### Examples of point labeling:
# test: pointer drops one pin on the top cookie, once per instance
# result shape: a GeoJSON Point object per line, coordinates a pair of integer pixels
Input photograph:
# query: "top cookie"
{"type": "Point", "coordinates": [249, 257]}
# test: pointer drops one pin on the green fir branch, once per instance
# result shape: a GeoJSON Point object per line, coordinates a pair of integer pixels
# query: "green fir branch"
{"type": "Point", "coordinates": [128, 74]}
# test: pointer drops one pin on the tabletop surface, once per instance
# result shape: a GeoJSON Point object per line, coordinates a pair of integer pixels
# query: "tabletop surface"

### Written request:
Reproduce all of the material above line for line, with no changes.

### Correct output:
# test: pointer drops one pin on the top cookie, once per instance
# result shape: a GeoJSON Point object per line, coordinates a pair of integer pixels
Input photograph:
# query: "top cookie"
{"type": "Point", "coordinates": [249, 257]}
# test: pointer drops one pin on the green fir branch, once per instance
# result shape: a GeoJSON Point object per line, coordinates a pair of integer pixels
# query: "green fir branch"
{"type": "Point", "coordinates": [128, 74]}
# test: pointer drops one pin on the tabletop surface, once per instance
# result shape: a GeoJSON Point object per line, coordinates a pair of integer pixels
# query: "tabletop surface"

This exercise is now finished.